(What this task involves): List every problem that the passage on generating word groups below reports with producing 4 groups at once in a single pass.

I could generate 4 groups at once in a single pass. I tried this, and while it worked, it had issues. Often the groups would be too easy, or the model would break the rules, generating a group of 5 words or fewer than 4 groups. (Even recent reasoning models struggled with this!)

I finally landed on generating 2 groups of 4 words, then randomly merging 2 of these groups together. This hit a sweet spot in terms of difficulty and the LLM's ability to follow instructions. My belief is that models are good at understanding double meanings but can get stuck when given too large a space of possible words. I also generated a list of seed words (all simple nouns) and instructed the model to use at least one seed word - this improved diversity significantly.

Once I had a dataset, I needed an algorithm and reward function. I started with REINFORCE, then switched to GRPO; in my experiments, GRPO converged more quickly, though both options were fairly stable and produced similar train/test reward scores. For the reward function, I started simple: out of all the correct groupings, how many would the model get in a single-shot setting?

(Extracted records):
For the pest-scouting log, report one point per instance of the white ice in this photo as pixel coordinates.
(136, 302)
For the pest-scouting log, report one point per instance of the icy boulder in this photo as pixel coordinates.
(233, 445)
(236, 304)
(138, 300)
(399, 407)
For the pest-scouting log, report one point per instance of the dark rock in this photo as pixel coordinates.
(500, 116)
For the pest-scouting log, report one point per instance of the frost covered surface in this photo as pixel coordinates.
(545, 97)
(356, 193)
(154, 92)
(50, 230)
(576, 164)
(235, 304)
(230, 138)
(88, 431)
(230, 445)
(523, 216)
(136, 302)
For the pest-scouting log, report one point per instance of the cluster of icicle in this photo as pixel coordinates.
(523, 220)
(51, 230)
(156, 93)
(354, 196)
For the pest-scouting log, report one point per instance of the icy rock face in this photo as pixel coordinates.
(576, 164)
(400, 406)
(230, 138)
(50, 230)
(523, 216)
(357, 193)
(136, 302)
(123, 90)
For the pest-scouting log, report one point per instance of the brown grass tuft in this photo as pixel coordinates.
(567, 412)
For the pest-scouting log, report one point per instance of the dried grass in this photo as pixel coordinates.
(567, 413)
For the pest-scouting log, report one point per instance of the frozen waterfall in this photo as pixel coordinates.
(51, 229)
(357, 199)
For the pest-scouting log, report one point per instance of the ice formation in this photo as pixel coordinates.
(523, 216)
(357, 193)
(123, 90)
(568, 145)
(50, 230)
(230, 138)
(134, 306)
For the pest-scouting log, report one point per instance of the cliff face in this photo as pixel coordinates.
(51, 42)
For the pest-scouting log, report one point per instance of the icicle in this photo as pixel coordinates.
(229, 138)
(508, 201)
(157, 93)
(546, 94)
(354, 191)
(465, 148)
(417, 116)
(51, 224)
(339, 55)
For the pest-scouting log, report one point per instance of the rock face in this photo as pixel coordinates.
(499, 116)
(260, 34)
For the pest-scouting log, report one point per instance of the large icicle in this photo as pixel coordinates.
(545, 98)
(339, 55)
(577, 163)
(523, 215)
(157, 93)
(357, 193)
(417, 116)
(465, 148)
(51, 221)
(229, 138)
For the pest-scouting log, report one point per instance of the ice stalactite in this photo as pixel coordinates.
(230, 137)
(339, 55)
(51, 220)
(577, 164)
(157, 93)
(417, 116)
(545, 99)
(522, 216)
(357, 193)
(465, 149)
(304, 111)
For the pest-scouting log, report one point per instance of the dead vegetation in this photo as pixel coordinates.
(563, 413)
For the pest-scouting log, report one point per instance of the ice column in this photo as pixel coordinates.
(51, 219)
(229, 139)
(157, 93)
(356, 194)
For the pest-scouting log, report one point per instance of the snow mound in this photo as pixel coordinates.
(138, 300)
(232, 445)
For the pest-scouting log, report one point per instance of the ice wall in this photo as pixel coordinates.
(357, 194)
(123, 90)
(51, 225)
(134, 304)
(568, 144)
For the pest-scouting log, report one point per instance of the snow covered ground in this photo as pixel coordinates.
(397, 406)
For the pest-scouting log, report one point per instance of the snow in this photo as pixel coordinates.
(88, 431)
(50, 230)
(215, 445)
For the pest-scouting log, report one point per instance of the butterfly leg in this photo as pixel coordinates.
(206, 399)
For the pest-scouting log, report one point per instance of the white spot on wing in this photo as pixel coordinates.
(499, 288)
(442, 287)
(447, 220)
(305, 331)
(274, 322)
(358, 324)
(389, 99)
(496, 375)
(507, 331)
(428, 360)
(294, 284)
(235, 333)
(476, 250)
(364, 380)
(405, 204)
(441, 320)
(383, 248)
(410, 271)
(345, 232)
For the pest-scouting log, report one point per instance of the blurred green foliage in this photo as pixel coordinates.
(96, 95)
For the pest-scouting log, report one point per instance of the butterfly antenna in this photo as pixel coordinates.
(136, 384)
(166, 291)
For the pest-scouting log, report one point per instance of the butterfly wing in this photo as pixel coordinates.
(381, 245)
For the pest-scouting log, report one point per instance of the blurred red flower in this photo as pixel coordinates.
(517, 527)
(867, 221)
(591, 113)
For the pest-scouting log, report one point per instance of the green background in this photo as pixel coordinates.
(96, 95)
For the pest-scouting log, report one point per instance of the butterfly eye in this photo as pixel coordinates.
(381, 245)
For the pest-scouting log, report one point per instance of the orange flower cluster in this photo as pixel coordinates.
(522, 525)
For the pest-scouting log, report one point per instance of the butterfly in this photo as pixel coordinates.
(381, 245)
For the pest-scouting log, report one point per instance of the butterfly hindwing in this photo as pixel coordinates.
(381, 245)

(Your response):
- The groups were often too easy.
- The model generated a group of 5 words.
- The model generated fewer than 4 groups.